Task: Using the string "woman" as the key, pull each matching line out of the records below.

(Stored items)
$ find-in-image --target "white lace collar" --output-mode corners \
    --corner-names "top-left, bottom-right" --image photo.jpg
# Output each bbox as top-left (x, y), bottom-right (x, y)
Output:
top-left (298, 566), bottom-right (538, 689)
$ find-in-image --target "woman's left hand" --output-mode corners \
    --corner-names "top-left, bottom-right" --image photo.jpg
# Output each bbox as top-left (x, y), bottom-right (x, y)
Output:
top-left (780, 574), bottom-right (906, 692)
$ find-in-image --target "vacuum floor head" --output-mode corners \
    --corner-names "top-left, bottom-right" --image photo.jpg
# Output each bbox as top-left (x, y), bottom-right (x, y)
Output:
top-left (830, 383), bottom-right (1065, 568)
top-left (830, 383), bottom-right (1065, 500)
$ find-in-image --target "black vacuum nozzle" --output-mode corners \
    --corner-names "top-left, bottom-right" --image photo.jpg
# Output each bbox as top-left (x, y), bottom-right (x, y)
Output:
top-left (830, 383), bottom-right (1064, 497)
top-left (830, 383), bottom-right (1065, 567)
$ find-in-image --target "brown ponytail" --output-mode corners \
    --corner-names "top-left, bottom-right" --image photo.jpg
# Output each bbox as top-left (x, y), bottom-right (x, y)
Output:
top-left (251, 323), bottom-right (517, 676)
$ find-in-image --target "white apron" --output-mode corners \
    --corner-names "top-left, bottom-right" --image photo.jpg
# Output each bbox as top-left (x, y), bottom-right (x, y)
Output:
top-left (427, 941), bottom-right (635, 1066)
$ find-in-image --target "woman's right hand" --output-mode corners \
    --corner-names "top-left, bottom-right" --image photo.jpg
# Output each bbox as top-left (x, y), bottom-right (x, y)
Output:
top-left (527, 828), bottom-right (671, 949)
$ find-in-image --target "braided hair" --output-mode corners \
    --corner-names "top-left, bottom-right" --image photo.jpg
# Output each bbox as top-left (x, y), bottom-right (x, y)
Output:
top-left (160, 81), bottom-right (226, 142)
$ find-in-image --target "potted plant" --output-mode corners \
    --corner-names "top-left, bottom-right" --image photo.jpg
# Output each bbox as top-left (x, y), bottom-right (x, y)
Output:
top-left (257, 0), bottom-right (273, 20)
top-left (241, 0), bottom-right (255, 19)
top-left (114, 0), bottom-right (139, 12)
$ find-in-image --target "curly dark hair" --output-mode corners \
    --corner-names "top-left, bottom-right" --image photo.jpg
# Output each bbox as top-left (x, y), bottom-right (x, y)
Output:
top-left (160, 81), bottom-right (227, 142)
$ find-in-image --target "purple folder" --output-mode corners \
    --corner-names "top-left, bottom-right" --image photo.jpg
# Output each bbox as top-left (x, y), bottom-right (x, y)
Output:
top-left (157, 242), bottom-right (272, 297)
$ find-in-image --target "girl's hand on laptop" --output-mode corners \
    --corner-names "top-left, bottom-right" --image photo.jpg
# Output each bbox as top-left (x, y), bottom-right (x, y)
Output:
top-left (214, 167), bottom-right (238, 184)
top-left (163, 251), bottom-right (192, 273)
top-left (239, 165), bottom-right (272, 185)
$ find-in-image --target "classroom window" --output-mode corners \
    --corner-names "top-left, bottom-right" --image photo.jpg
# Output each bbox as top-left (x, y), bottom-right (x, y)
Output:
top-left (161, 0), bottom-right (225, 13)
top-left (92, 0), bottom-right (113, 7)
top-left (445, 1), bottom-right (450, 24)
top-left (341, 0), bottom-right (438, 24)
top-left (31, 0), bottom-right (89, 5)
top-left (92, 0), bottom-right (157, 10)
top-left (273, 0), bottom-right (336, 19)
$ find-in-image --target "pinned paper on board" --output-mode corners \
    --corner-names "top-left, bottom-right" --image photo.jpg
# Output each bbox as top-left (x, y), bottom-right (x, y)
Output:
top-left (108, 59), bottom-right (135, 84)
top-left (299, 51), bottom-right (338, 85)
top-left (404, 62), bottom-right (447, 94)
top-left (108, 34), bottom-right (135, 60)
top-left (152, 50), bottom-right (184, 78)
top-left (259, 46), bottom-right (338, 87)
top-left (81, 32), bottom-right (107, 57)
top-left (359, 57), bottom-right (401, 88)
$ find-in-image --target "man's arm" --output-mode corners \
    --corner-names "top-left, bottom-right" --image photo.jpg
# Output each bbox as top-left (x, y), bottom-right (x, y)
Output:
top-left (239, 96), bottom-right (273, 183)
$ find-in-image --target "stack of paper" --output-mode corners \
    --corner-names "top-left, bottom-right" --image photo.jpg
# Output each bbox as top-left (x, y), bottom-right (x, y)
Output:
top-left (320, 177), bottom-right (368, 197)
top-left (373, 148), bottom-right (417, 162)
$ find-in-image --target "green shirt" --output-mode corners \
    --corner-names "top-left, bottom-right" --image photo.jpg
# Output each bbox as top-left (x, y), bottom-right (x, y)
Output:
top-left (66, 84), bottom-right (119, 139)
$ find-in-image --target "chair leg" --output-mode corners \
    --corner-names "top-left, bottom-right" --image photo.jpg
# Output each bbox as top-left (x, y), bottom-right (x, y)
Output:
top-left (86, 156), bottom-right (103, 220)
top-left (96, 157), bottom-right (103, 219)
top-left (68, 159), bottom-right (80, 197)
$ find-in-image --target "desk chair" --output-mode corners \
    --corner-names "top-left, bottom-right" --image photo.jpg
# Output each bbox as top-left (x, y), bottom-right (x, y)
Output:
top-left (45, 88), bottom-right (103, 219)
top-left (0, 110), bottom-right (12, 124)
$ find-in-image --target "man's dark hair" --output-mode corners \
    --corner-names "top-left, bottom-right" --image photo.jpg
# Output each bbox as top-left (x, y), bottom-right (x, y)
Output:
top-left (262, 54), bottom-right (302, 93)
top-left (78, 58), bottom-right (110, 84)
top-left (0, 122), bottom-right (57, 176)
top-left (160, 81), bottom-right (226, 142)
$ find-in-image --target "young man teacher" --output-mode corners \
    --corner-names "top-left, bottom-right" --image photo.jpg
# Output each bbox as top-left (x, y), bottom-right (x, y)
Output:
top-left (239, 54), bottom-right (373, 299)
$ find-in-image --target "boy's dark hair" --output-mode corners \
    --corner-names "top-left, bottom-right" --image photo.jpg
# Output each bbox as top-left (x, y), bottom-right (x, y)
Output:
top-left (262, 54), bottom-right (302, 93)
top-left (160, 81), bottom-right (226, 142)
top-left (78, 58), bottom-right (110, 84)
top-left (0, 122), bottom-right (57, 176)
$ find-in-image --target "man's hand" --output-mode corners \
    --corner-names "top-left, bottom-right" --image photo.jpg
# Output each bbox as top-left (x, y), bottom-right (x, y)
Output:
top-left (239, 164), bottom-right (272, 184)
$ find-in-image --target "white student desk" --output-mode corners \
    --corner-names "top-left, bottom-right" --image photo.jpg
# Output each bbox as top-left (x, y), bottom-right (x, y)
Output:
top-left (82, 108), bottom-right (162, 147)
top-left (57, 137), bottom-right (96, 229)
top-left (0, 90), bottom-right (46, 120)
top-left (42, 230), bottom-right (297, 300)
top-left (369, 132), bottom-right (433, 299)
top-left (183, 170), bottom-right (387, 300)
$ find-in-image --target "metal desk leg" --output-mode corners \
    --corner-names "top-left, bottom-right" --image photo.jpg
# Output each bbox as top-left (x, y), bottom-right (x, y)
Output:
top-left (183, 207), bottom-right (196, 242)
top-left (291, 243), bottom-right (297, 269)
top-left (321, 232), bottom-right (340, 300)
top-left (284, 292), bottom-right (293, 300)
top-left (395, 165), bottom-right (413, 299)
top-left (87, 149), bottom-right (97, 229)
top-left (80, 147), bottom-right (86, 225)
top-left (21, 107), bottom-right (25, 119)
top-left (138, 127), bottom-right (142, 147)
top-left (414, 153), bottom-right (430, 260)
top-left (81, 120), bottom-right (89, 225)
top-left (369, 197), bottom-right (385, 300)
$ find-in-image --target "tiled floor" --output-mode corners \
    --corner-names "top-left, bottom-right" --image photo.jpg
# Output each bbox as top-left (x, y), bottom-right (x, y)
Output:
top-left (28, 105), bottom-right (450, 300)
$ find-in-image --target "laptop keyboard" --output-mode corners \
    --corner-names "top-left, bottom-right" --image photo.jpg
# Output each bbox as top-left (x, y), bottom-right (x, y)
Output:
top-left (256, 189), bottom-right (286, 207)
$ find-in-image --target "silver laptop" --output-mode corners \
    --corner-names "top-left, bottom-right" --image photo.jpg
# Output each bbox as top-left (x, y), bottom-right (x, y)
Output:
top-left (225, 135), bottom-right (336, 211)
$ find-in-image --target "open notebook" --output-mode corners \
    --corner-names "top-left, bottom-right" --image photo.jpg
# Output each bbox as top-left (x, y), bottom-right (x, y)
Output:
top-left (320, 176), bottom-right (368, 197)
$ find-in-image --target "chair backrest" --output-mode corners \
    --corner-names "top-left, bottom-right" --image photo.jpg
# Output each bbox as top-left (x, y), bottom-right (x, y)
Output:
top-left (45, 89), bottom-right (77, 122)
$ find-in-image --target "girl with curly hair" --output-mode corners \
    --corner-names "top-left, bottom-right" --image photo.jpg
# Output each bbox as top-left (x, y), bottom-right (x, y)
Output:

Task answer:
$ find-in-image --target "woman's left hand" --output-mode corners \
$ find-in-image --target "woman's right hand" --output-mode corners \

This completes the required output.